>> Start TEXT SEGMENT

David Sanford, a prominent lawyer who has played a leading role in bringing so-called #MeToo cases against universities and major law firms, admits he once faced his own allegation of misconduct while working as a professor at Williams College, under a different name than Sanford.
Sanford told Law&Crime he “did nothing inappropriate” and says no action was taken against him by the school. But several former students claim differently, with one likening her former professor to an “unscrupulous predator.” A spokesperson for Williams College declined to comment.
At the time, in 1989-91, Sanford was an assistant professor of philosophy at Williams and went by the name of David Weissbord. After leaving Williams, he legally changed his name to David Sanford and enrolled at Stanford Law School, from which he graduated in 1995. Sanford told Law&Crime he changed his name for “private, family reasons,” that were not related to the allegation made against him by a female student at Williams.
The issue of faculty-student romantic relationships became a much-discussed topic while Weissbord/Sanford was at Williams, according to several reports in the college newspaper, the Williams Record. Such relationships were apparently not prohibited at the time, although the school says they are now.
One of his former students claimed to Law&Crime that she had a months-long, consensual sexual relationship with then-Professor Weissbord in 1989, and three other former students confirmed she confided in them about the alleged relationship at the time. They asked that their names not be used.
A Williams professor who says she was asked to handle the issue, says she too recalls the allegation against Weissbord from one of his students who claimed she had been involved in a sexual relationship with him.
“There was a whole to-do involving several professors and one was David Weissbord. Once we started to investigate we held an open gathering and this prompted the college to take action. I was asked to be the person the women could talk to,” the professor told Law&Crime in a telephone interview. She asked that her name not be used because she was not authorized by the college to speak publicly.
What the former student told Law&Crime about Sanford/Weissbord “is correct to the best of my knowledge,” the professor wrote in a follow-up e-mail.
The former student, who asked that her name not be used, says she never filed a formal complaint against Sanford/Weissbord but felt that he had taken advantage of her as a professor. She said that she sent a letter to Sanford, through his firm’s public relations agency, saying, “We embarked, as you remember, on a sexual relationship at that time while I was under your tutelage.”

>> End TEXT SEGMENT
>> Start DATASET EXTRACT

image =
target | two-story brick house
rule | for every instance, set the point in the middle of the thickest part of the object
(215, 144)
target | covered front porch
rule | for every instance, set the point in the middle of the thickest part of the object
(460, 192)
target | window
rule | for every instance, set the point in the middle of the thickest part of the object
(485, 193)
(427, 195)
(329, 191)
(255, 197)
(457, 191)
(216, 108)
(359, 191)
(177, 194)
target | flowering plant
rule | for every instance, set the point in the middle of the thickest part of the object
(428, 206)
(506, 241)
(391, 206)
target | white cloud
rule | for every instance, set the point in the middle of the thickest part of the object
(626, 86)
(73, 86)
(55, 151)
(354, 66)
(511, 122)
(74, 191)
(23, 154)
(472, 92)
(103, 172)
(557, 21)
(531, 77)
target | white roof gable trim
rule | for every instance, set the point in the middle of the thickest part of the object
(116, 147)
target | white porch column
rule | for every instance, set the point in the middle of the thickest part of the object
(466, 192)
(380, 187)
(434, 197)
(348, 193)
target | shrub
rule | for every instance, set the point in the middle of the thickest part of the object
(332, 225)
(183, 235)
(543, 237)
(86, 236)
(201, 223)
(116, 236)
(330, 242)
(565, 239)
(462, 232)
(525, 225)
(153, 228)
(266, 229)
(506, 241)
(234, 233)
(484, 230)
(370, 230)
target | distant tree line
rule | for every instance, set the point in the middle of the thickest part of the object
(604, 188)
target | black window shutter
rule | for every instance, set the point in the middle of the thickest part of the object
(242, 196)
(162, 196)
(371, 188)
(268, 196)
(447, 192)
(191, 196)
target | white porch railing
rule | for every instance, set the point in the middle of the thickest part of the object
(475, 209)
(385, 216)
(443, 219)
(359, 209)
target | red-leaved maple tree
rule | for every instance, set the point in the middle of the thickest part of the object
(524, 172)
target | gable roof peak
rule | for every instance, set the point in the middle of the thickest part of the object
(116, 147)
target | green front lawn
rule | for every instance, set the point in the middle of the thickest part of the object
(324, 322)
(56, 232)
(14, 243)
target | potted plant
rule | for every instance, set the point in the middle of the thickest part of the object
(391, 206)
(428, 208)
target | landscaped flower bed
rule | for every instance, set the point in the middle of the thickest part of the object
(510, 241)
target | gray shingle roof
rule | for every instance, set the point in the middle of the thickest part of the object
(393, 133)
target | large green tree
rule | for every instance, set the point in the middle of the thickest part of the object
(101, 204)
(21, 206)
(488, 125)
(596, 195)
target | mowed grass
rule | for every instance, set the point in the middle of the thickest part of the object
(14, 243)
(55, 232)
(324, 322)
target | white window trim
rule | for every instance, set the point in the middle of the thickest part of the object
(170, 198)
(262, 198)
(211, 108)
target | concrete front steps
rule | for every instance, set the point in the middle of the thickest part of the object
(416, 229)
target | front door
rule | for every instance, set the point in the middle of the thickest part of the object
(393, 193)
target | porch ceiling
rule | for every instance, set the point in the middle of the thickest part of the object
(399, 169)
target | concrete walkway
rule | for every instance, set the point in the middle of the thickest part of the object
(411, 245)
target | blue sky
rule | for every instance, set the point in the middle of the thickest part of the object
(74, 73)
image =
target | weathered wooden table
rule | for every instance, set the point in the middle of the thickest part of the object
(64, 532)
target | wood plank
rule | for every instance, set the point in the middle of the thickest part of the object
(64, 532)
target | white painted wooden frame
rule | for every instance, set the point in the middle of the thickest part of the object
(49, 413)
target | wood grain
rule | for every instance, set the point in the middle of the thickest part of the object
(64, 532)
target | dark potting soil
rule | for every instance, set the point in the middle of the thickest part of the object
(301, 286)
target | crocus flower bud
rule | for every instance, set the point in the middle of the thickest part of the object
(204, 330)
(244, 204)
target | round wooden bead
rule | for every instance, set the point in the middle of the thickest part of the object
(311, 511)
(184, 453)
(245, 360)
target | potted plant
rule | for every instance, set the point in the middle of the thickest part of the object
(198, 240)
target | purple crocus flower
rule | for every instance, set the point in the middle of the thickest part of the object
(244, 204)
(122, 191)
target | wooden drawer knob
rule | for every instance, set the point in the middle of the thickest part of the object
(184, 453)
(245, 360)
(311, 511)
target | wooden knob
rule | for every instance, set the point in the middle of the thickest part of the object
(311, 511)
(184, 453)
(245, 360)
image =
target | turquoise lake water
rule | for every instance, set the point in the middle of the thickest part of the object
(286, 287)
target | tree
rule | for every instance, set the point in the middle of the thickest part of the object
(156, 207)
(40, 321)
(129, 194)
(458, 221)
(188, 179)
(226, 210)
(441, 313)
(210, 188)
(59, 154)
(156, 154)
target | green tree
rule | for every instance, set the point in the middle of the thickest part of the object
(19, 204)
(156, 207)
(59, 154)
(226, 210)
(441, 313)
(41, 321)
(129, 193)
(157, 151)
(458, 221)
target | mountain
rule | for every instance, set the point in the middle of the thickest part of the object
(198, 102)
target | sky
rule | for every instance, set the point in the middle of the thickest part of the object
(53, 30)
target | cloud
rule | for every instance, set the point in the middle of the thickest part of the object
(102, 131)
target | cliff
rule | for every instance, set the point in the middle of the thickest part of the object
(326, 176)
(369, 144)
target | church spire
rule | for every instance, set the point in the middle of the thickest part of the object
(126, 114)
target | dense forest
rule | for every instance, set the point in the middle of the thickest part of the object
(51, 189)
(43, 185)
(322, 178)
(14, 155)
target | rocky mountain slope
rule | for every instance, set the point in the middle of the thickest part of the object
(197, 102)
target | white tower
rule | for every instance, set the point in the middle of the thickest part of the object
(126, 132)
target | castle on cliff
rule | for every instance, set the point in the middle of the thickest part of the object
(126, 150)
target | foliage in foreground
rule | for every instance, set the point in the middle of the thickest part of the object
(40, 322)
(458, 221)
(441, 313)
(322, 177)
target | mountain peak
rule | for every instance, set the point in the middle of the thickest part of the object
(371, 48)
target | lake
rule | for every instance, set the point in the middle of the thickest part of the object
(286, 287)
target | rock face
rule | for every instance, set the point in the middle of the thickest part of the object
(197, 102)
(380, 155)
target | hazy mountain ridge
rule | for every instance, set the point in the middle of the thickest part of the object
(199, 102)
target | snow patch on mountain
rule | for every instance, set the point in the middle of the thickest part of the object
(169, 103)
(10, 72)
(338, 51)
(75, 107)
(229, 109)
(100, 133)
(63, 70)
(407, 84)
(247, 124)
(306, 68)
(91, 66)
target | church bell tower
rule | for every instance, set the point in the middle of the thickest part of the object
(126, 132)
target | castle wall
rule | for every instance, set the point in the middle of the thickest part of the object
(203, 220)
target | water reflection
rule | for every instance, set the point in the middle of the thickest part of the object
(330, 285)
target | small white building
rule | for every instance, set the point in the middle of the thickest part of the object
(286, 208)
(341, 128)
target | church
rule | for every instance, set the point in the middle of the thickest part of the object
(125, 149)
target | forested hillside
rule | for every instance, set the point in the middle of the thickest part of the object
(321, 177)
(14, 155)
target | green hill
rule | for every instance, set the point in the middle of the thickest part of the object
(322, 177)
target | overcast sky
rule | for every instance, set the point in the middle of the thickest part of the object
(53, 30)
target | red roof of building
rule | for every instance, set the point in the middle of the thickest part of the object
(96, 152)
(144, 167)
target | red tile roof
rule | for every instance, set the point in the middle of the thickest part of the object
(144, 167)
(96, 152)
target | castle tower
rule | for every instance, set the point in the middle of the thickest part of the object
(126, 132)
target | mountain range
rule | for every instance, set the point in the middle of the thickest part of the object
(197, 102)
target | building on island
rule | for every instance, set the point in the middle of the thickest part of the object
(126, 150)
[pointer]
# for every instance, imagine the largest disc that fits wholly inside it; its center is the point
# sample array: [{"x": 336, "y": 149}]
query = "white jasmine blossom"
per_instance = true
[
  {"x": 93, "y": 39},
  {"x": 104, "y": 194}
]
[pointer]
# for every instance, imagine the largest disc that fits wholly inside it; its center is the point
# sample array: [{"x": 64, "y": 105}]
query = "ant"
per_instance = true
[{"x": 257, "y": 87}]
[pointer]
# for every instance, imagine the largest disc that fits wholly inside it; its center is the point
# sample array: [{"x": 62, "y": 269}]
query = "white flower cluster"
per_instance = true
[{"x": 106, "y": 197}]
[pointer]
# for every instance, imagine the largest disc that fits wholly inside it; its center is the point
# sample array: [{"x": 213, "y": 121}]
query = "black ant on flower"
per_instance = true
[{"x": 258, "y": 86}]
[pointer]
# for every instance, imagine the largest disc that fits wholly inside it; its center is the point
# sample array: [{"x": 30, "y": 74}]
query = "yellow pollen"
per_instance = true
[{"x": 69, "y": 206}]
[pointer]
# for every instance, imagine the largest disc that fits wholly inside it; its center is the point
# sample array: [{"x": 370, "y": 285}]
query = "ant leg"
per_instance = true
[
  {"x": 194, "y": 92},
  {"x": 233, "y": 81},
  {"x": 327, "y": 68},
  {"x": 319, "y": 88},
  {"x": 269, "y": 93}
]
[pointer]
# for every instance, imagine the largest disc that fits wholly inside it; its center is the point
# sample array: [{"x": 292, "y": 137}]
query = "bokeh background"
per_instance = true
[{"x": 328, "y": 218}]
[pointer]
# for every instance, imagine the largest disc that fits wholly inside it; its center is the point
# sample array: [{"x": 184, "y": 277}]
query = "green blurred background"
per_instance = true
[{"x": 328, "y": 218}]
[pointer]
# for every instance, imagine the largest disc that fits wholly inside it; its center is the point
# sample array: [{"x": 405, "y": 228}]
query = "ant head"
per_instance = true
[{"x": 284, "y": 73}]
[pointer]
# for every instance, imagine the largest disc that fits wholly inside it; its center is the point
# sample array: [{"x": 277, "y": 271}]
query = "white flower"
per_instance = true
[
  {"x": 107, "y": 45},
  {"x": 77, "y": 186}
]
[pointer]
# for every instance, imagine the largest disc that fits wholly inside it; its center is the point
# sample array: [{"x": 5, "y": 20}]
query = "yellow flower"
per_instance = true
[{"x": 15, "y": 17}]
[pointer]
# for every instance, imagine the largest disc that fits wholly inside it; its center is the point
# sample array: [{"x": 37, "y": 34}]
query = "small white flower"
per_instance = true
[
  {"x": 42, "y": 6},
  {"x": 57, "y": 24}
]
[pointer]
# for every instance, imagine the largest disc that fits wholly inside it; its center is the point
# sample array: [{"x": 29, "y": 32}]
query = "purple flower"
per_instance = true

>> End DATASET EXTRACT

> WORK INSTRUCTIONS
A. Using the article, answer each question on its own line, marked (i), (ii), (iii):
(i) What name did Sanford go by while teaching at Williams?
(ii) Which law school did he graduate from, and in what year?
(iii) What is the college newspaper called?
B. Does the article support each statement? Answer yes or no and quote the words that decide it.
(i) A spokesperson for Williams College commented on the matter.
(ii) The school says faculty-student romantic relationships are now prohibited.
(iii) The former student filed a formal complaint against him.

> TASK-BY-TASK OUTPUTS
A.
(i) David Weissbord
(ii) Stanford Law School, in 1995
(iii) The Williams Record

B.
(i) No: "A spokesperson for Williams College declined to comment."
(ii) Yes: "although the school says they are now."
(iii) No: "says she never filed a formal complaint against Sanford/Weissbord"